**IHRE AUFGABE**:
Erklären Sie bitte anhand des folgenden Textabschnitts zur Berichtigungspflicht des Erben in ein bis drei Sätzen, warum der Erbe fehlerhafte Steuererklärungen des Erblassers dem Finanzamt anzeigen und richtigstellen muss.

**TEXTABSCHNITT**:
Der Erbe ist als Gesamtrechtsnachfolger des Erblassers auch gem. § 153 Abs. 1 S. 2 iVm Abs. 1 S. 1 Nr. 1 AO verpflichtet, die Unrichtigkeit oder Unvollständigkeit von Steuererklärungen des Erblassers unverzüglich dem Finanzamt anzuzeigen und richtigzustellen, wenn er die Unrichtigkeit vor Ablauf der Festsetzungsfrist erkennt und es durch die Unrichtigkeit zu einer Verkürzung von Steuern kommen kann oder bereits gekommen ist.
(1) Unverzügliche Berichtigungsanzeige und Richtigstellung
Mit der Berichtigungsanzeige ist auch die erforderliche Richtigstellung vorzunehmen (§ 153 Abs. 1 S. 1 AO). Für den Erben bedeutet dies, dass er unverzüglich – d. h. nach der Legaldefinition des § 121 Abs. 1 S. 1 BGB "ohne schuldhaftes Zögern" – nach Kenntnis der Unrichtigkeit oder Unvollständigkeit der Erklärung des Erblassers eine Berichtigung vornehmen muss und die vom Erblasser nicht angegebenen Einkünfte dem Finanzamt mitteilen muss. Als "unverzüglich" wird in der Literatur eine Anzeige innerhalb von zwei bis vier Wochen angesehen. Von der unverzüglichen Berichtigungsanzeige ist die Richtigstellung zu unterscheiden, die nicht unverzüglich erfolgen muss, aber innerhalb einer von der Finanzbehörde festgelegten angemessenen Frist.

**GEZEIGTES MATERIAL**:
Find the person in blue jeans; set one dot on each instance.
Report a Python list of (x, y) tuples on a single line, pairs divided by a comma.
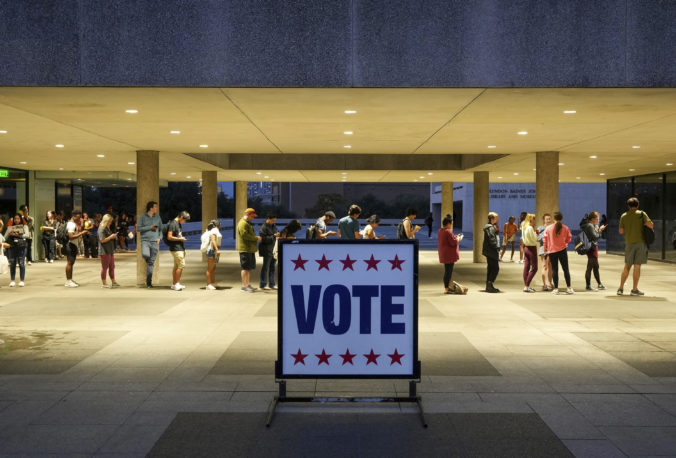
[(268, 234)]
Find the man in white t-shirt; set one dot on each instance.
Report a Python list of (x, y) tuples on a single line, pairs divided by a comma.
[(70, 249)]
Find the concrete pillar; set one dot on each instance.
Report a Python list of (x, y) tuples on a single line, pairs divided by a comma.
[(147, 189), (546, 183), (480, 212), (446, 201), (241, 201)]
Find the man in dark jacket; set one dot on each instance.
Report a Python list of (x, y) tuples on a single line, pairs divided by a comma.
[(268, 234), (491, 249)]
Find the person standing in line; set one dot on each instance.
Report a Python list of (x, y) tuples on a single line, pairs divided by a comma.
[(491, 250), (369, 232), (522, 218), (247, 246), (545, 262), (268, 233), (509, 237), (321, 224), (557, 238), (71, 250), (590, 226), (177, 248), (211, 241), (348, 227), (529, 239), (428, 222), (149, 229), (106, 249), (48, 230), (17, 236), (636, 250), (448, 247)]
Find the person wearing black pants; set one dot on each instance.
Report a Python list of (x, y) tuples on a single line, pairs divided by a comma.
[(491, 249)]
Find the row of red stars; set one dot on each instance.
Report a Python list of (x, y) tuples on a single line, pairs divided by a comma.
[(372, 263), (323, 357)]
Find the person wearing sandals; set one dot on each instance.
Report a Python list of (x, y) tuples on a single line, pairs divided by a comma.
[(107, 239), (529, 240), (557, 238), (448, 246)]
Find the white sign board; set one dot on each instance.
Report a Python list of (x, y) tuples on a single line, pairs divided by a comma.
[(348, 309)]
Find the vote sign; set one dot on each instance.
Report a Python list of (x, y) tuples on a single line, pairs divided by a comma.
[(348, 309)]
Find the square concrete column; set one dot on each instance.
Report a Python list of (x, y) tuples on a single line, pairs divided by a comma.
[(546, 183), (480, 213), (147, 189), (241, 201), (446, 200)]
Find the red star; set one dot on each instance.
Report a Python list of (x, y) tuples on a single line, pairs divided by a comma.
[(300, 263), (347, 262), (396, 262), (347, 357), (396, 357), (323, 263), (299, 358), (323, 358), (372, 358), (372, 263)]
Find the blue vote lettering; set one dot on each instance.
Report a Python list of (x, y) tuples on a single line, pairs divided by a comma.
[(306, 312)]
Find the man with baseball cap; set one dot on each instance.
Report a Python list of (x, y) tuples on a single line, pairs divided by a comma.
[(247, 245)]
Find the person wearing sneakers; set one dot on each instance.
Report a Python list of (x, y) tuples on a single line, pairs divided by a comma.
[(590, 226), (529, 240), (247, 245), (70, 249), (106, 250), (636, 250), (557, 238), (177, 249), (17, 236)]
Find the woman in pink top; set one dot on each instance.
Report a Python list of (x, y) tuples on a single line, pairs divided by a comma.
[(557, 238)]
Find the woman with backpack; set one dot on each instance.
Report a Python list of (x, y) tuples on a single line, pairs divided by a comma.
[(557, 238), (211, 246), (590, 226)]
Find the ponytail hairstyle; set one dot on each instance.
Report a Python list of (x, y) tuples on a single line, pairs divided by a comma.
[(558, 217)]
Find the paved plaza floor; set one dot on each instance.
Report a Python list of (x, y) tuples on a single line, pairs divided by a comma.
[(134, 372)]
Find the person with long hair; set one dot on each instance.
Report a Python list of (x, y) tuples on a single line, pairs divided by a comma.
[(106, 251), (529, 240), (557, 238), (448, 246)]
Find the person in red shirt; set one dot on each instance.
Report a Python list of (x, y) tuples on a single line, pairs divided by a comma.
[(449, 250)]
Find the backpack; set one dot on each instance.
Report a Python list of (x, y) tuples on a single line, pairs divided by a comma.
[(311, 232), (648, 233), (401, 231), (62, 234), (582, 243)]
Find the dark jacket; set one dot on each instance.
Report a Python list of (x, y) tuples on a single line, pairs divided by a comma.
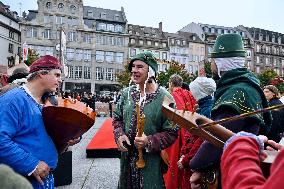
[(277, 126)]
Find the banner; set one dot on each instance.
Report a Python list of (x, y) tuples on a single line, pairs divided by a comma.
[(25, 51)]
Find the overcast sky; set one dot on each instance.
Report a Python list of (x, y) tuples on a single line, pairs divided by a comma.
[(265, 14)]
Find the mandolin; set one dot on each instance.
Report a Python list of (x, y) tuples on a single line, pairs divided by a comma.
[(206, 128)]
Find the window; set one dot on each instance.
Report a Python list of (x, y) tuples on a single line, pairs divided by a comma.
[(70, 53), (47, 34), (248, 54), (87, 38), (257, 60), (48, 5), (103, 15), (116, 17), (178, 42), (164, 55), (70, 72), (72, 36), (60, 19), (60, 7), (31, 32), (90, 13), (119, 41), (49, 51), (78, 72), (119, 57), (100, 56), (10, 48), (109, 57), (99, 73), (47, 18), (157, 54), (79, 54), (132, 41), (101, 39), (110, 27), (109, 74), (11, 34), (72, 21), (118, 28), (132, 52), (87, 72), (72, 9), (87, 55), (257, 69), (101, 26), (257, 48)]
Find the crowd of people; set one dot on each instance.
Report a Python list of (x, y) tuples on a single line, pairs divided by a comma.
[(172, 156)]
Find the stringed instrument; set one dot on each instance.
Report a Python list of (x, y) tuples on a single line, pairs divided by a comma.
[(69, 120), (140, 129), (206, 128)]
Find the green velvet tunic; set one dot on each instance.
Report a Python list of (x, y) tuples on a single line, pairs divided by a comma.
[(157, 127)]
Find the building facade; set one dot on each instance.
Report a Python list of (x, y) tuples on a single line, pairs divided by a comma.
[(268, 52), (10, 38), (96, 46), (142, 38)]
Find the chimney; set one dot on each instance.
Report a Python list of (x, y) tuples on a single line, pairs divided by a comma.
[(161, 26)]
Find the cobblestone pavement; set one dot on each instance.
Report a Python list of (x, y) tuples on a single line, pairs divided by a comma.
[(92, 173)]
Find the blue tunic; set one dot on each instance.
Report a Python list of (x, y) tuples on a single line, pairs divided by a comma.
[(23, 138)]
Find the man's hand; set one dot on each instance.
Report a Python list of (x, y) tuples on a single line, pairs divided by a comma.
[(141, 142), (120, 141), (41, 172), (74, 141), (195, 180), (273, 145), (180, 166)]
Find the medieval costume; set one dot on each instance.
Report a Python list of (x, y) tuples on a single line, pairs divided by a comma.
[(158, 131), (23, 138), (240, 166), (238, 91), (175, 177)]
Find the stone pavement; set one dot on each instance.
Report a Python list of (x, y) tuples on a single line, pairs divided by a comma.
[(92, 173)]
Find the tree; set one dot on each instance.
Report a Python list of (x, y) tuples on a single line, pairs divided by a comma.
[(207, 68), (175, 68), (266, 77), (32, 56)]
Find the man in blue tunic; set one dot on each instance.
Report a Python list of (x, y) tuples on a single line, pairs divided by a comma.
[(24, 143)]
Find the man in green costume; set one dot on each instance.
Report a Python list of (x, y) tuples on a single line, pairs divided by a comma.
[(238, 91), (158, 132)]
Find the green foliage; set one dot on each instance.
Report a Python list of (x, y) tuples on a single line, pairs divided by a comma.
[(175, 68), (266, 77), (123, 78), (32, 56), (207, 67)]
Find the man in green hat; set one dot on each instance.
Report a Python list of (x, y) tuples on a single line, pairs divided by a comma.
[(158, 134), (238, 91)]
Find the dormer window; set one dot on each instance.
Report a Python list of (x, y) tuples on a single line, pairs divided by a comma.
[(48, 5), (103, 15), (116, 17), (90, 13), (60, 7), (72, 9)]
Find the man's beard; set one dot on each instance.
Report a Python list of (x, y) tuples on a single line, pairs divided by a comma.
[(215, 76)]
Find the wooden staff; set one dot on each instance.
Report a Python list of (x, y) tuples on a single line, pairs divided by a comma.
[(140, 129)]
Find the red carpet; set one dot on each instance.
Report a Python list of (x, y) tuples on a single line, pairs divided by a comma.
[(103, 144)]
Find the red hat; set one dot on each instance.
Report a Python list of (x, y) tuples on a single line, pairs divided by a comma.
[(46, 62)]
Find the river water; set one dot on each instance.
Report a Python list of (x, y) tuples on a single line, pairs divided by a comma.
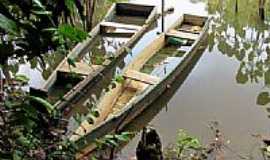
[(228, 84)]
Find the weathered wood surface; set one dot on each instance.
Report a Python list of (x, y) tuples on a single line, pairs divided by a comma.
[(184, 35), (140, 103), (74, 96), (141, 77), (120, 25), (81, 68)]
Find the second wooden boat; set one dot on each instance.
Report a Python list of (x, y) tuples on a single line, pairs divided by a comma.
[(145, 79)]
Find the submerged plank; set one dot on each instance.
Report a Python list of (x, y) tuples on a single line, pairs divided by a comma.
[(120, 25), (142, 77), (81, 68), (184, 35)]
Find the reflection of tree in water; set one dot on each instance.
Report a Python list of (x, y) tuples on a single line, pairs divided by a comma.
[(245, 38)]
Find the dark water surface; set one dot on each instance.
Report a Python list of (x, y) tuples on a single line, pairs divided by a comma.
[(229, 83)]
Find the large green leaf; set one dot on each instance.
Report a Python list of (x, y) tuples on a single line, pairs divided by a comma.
[(72, 33), (70, 5)]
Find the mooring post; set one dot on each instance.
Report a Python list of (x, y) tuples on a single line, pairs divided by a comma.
[(162, 15), (149, 147)]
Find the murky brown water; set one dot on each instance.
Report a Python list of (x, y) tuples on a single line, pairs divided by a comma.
[(224, 86)]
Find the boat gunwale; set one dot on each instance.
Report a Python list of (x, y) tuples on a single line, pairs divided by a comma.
[(83, 140)]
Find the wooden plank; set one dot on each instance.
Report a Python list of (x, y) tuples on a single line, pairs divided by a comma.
[(118, 34), (142, 77), (81, 68), (183, 35), (147, 53), (120, 25)]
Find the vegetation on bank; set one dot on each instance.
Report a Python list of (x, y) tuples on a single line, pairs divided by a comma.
[(30, 127)]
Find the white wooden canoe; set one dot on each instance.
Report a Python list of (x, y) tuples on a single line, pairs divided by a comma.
[(129, 98), (111, 25)]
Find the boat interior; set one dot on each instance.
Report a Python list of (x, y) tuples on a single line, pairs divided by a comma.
[(155, 62), (113, 33)]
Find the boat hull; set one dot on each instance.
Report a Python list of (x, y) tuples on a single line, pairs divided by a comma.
[(118, 122)]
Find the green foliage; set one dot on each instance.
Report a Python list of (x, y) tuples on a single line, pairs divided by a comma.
[(185, 143), (113, 140), (29, 128), (72, 33), (43, 103), (8, 25), (119, 79), (21, 78), (263, 98)]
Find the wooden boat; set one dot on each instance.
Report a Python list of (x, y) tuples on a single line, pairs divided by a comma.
[(145, 78), (123, 25)]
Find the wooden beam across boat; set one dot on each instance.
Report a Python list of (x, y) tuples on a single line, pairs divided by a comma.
[(141, 77), (128, 99), (141, 17), (120, 25), (81, 68)]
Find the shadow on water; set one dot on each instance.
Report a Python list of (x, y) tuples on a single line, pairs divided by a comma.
[(145, 118)]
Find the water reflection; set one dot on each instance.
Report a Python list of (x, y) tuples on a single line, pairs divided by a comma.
[(242, 36)]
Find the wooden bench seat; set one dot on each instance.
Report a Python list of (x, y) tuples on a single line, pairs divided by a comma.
[(120, 25), (81, 68), (184, 35)]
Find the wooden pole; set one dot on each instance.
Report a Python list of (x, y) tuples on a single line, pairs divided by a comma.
[(236, 6)]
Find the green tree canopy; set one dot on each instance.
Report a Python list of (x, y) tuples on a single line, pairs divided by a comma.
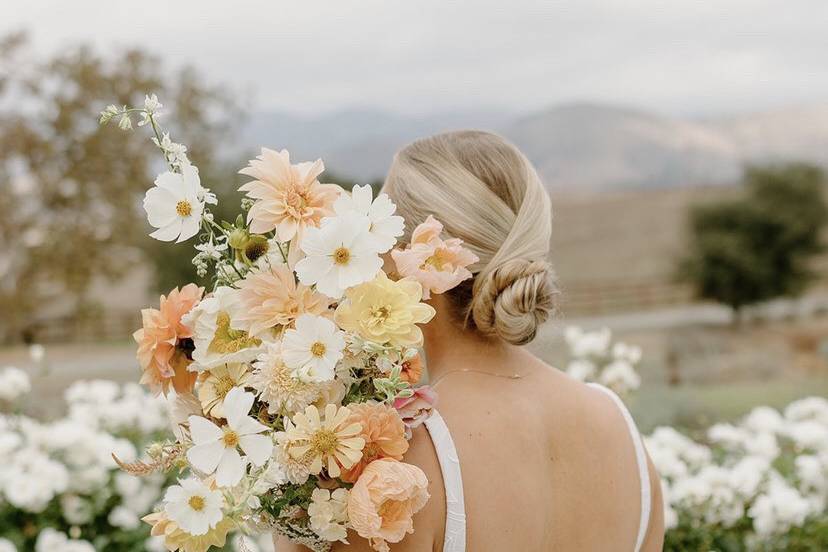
[(70, 190), (759, 246)]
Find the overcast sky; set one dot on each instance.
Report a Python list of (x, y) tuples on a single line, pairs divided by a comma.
[(418, 56)]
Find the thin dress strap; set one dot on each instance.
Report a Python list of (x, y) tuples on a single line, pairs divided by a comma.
[(641, 460), (455, 538)]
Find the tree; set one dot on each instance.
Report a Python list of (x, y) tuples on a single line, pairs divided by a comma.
[(759, 246), (70, 190)]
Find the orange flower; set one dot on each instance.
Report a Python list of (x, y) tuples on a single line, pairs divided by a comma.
[(412, 370), (384, 434), (271, 297), (288, 197), (162, 354), (436, 264), (384, 499)]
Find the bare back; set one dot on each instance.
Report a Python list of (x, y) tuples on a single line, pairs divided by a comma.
[(547, 463)]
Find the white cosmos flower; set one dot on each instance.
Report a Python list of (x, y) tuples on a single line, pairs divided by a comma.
[(339, 255), (216, 448), (328, 512), (194, 506), (175, 205), (385, 227), (313, 348)]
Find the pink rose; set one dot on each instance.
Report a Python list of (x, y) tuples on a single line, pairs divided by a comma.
[(436, 264), (384, 499), (416, 409)]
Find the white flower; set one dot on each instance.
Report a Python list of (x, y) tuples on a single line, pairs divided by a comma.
[(812, 474), (385, 227), (808, 435), (194, 506), (216, 448), (151, 107), (328, 513), (108, 113), (50, 540), (14, 383), (212, 250), (175, 205), (339, 255), (125, 123), (217, 338), (176, 153), (313, 348), (780, 508)]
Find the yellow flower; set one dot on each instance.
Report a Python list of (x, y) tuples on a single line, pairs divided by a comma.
[(176, 538), (385, 311), (216, 383), (333, 443)]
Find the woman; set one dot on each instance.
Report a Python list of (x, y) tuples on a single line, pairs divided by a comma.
[(520, 456)]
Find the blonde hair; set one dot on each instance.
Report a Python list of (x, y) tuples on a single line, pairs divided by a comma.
[(485, 192)]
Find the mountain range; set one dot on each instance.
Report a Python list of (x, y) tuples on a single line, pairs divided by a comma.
[(578, 147)]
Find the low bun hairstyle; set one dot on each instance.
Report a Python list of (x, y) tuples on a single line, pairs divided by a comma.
[(485, 192)]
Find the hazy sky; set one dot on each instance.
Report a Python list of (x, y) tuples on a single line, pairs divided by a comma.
[(417, 56)]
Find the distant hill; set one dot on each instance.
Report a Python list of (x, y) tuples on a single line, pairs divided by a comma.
[(576, 147)]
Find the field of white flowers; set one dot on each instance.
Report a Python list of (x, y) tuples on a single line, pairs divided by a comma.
[(759, 484)]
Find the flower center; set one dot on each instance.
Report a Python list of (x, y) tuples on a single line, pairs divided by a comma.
[(224, 385), (342, 256), (231, 438), (324, 441), (196, 503), (371, 452), (318, 349), (183, 208), (297, 199), (229, 340), (380, 313)]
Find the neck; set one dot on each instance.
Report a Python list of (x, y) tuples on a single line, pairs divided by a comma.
[(449, 347)]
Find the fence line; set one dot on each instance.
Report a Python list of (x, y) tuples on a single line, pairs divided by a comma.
[(611, 297), (583, 299)]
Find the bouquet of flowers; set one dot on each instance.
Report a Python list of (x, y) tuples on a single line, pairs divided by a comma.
[(294, 379)]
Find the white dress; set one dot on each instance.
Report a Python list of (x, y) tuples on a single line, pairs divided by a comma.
[(455, 540)]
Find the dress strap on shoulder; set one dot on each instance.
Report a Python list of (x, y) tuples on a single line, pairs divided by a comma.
[(455, 536), (641, 460)]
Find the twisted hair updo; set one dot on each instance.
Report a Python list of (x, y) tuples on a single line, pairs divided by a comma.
[(485, 192)]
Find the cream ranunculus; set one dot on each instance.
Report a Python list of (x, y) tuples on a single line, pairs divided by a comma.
[(332, 442), (384, 499), (386, 312), (339, 255), (216, 333), (193, 506)]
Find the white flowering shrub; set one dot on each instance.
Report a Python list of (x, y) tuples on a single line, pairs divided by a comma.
[(594, 356), (760, 484), (60, 489)]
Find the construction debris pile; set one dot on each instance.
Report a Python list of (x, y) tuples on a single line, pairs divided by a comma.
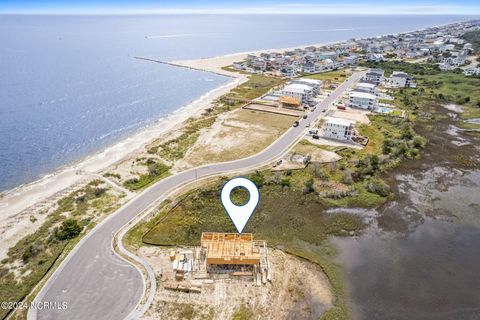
[(220, 256)]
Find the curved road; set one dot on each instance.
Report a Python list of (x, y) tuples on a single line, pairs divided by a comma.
[(95, 283)]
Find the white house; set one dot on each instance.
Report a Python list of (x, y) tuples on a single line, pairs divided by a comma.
[(315, 84), (366, 87), (297, 90), (375, 57), (362, 100), (350, 60), (375, 76), (338, 129), (400, 79), (471, 71)]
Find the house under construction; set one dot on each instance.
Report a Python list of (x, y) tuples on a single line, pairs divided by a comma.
[(237, 254)]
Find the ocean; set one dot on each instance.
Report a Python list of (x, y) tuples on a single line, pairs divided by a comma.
[(70, 85)]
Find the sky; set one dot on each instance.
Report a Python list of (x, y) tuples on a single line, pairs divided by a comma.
[(445, 7)]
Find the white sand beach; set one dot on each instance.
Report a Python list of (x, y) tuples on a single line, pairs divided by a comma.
[(17, 206)]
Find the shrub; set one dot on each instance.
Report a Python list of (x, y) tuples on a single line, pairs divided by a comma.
[(347, 177), (285, 182), (69, 230), (258, 178), (309, 186)]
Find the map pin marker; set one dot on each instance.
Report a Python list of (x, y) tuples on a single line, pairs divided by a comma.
[(240, 214)]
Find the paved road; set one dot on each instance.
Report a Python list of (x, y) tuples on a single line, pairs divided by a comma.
[(95, 283)]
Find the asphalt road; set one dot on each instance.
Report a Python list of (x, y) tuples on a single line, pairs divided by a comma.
[(95, 283)]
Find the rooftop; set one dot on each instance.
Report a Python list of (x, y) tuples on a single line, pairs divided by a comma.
[(338, 121), (230, 248), (366, 85), (364, 95)]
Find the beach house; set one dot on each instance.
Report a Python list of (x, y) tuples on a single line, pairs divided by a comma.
[(366, 87), (338, 129), (315, 84), (374, 76), (297, 90), (400, 79), (362, 100)]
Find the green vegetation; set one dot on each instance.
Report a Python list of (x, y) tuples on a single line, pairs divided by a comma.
[(398, 65), (176, 148), (34, 255), (256, 86), (68, 230), (434, 87), (156, 171), (337, 76)]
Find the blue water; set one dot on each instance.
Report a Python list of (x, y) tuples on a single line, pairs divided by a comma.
[(69, 85)]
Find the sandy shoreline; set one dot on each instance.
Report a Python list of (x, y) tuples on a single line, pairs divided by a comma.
[(17, 205)]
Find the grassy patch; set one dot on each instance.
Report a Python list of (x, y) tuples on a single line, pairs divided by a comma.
[(175, 149), (256, 86), (337, 76), (156, 172)]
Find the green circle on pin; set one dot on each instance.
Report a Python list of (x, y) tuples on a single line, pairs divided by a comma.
[(240, 214)]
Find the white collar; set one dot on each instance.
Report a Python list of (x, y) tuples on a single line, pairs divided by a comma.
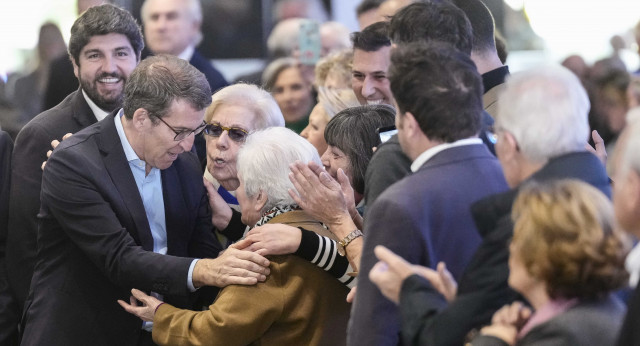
[(187, 53), (431, 152), (98, 112), (632, 263)]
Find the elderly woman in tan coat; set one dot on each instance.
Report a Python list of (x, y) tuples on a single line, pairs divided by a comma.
[(298, 304)]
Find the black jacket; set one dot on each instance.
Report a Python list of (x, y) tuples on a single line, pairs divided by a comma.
[(483, 287)]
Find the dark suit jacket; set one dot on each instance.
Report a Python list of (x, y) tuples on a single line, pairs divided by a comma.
[(216, 82), (94, 243), (483, 288), (34, 140), (8, 307), (424, 218), (590, 323)]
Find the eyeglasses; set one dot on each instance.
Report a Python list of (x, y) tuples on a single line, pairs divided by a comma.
[(235, 133), (180, 135)]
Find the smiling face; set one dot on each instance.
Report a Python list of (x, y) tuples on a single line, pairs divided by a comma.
[(168, 26), (293, 94), (159, 149), (369, 76), (222, 151), (102, 68), (333, 159), (314, 132)]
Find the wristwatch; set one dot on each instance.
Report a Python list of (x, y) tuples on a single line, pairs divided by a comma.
[(342, 245)]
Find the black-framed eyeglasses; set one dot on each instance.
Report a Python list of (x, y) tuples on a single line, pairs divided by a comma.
[(180, 135), (235, 133)]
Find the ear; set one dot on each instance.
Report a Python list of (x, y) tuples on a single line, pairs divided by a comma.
[(261, 200), (141, 120), (76, 69)]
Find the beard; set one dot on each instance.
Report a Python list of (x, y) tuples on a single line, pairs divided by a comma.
[(109, 100)]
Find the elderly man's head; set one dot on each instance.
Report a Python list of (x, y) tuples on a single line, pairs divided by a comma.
[(104, 48), (626, 177), (170, 26), (543, 113), (439, 95), (164, 102), (263, 169)]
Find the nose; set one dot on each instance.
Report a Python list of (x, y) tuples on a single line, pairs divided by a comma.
[(109, 64), (368, 87), (325, 159), (222, 142)]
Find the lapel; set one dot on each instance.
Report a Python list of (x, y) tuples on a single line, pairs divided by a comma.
[(82, 113), (118, 168), (457, 154), (175, 208)]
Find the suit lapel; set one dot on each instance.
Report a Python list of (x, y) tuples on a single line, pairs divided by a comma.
[(118, 168), (175, 209), (82, 113)]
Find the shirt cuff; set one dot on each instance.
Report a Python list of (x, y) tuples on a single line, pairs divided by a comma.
[(190, 276)]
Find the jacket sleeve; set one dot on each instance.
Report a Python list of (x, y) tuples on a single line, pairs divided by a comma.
[(239, 316)]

**LÖSUNG DER AUFGABE**:
Der Erbe ist Gesamtrechtsnachfolger des Erblassers. Deshalb trifft ihn nach § 153 Abs. 1 S. 2 iVm Abs. 1 S. 1 Nr. 1 AO auch die Pflicht, unrichtige oder unvollständige Steuererklärungen des Erblassers unverzüglich anzuzeigen und richtigzustellen. Das gilt, wenn er die Unrichtigkeit vor Ablauf der Festsetzungsfrist erkennt und es dadurch zu einer Steuerverkürzung kommen kann oder schon gekommen ist.